(Source passage begins)

Re: MOSFET body diodes




"Terry Given" <my_name@xxxxxxxx> wrote in message
news:1130188291.913848@xxxxxxxxxx
> John Larkin wrote:
> > I have blown fets in h-bridges driving motors, at very low currents.
> > Seems the substrate diodes had a snap recovery characteristic that
> > blew the gates out somehow. These were older power fets, and I think
> > some newer parts are rated to survive this.
> >
> > John
> >
>
> Hi John,
>
> Win mentioned this in a post a few months back - seems the snap-off can
> be sub-ns, and the resultant enormous dI/dt drops enough V across stray
> L to over-voltage the gates.
>
> If we guess Lstray = 10nH and Vsplat = 30V, Idead = 30V*1ns/10nH = 3A.
> So with sub-ns snap-off, its probably fairly easy to do....
>
> Cheers
> Terry


This is an interesting theory, but I find it hard to believe. Any parasitic
Lstrays in series with the drain or source would tend to cause the drain
voltage to increase, and source voltage to decrease. The gate however is a
relatively large capacitor, and it's voltage cannot change instantly. Any
change in gate voltage must be supplied with current through the gate driver
circuit. The really important thing however, is that the body diode snap
off event would try to increase the gate source voltage (for an N-channel
device). As the gate source voltage were to increase beyond the threshold
voltage of the MOSFET, the device would begin to turn on, thus inherently
limiting the peak dI/dt event, and consequently, the maximum gate-source
voltage reached.

Far more likely in my mind is the high speed snap off will cause the
drain-source voltage to increase sufficiently that it will cause
drain-source avalanche. The drain-source capacitor is much smaller than the
gate source capacitor, so the drain source voltage is free to change much
more readily by stray L's than the gate source voltage. Note that the peak
avalanche current could be as high as the peak reverse recovery current.

(Source passage ends)
(Provided data begins)

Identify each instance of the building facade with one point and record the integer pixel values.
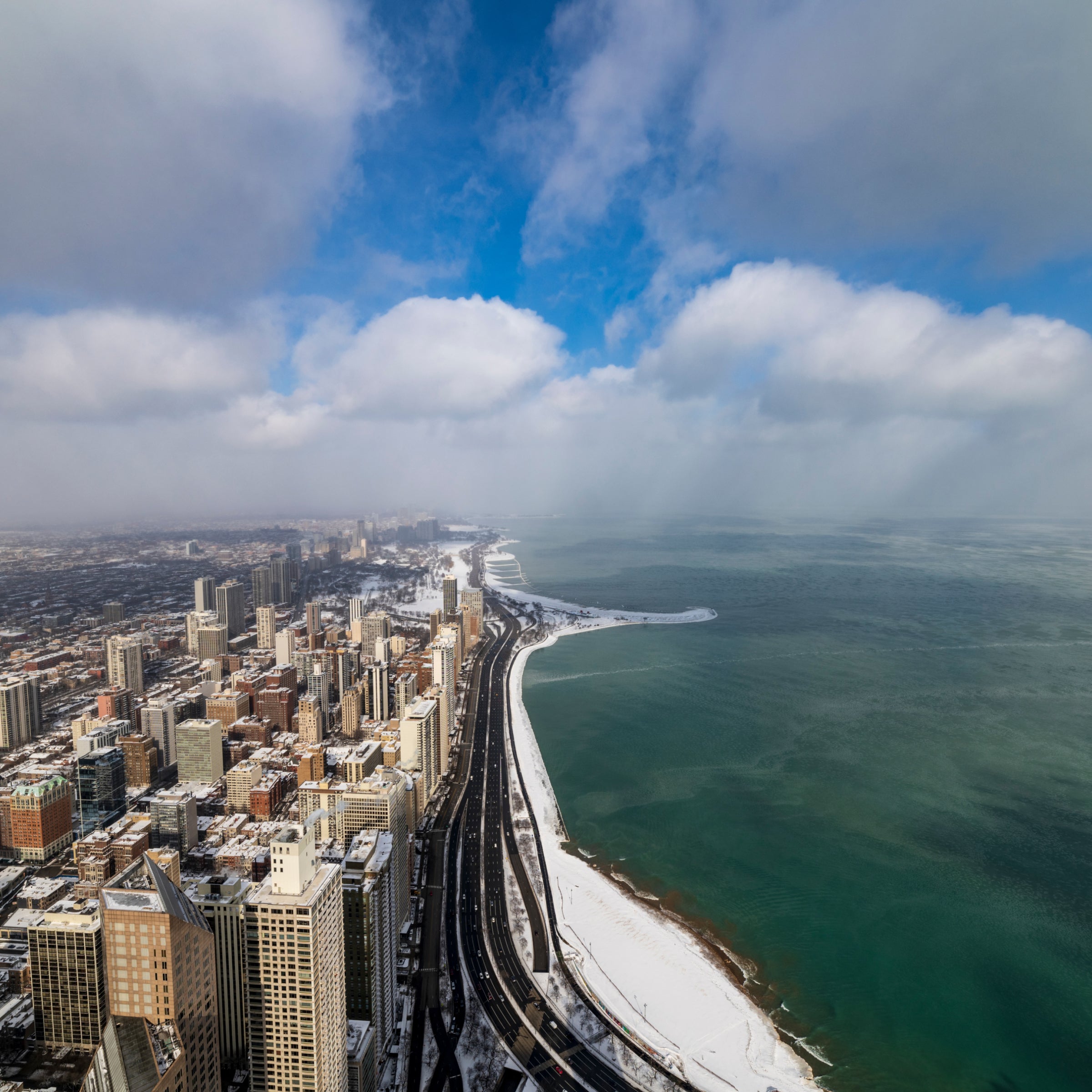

(Provided data ends)

Work order:
Carry on the post about MOSFET body diodes, picking up after its final sentence. The lines are separate material and have no connection to the post about MOSFET body diodes.

Task response:
Depending upon how good or bad the body diode is, and how fast the reverse
recovery event is forced (presumably by the speed at which the opposing
MOSFET in a half or full bridge turns on), the peak diode reverse current
may conceivably be higher than the load current.

This has some interesting implications. This means peak MOSFET drain-source
avalanche current during reverse recovery could be very high, and is quite
unpredictable given the inadequate reverse recovery information provided by
most MOSFET manufacturer's datasheets. Even the best datasheets leave me
wanting, it seems reverse recovery characteristics are notoriously
undercharacterized by both the MOSFET and diode industries.

If the MOSFET is sufficiently avalanche rugged, the MOSFET should survive
totally unharmed. On the other hand, most MOSFETs (even avalanche rated
MOSFETs) don't have unlimited peak avalanche capability. As International
Rectifier's application note AN 1005 suggests:

http://www.irf.com/technical-info/appnotes/an-1005.pdf

It would seem MOSFET destruction during avalanche can occur either due to
thermal failure, or too much peak current.

Avalanche ruggedness is a very nice feature in a MOSFET, even if your
intended application isn't supposed to cause normal avalanche conditions.
An RC snubber between drain and source can't necessarily always prevent
avalanche under these conditions since such a circuit has it's own parasitic
Lstray which would limit how fast the current can ramp up during snap off.
Additionally, there are practical limits as to how close an RC snubber could
be placed, some unclamped Lstray will still exist between MOSFET
drain-source since some Lstray is built right into the MOSFET package.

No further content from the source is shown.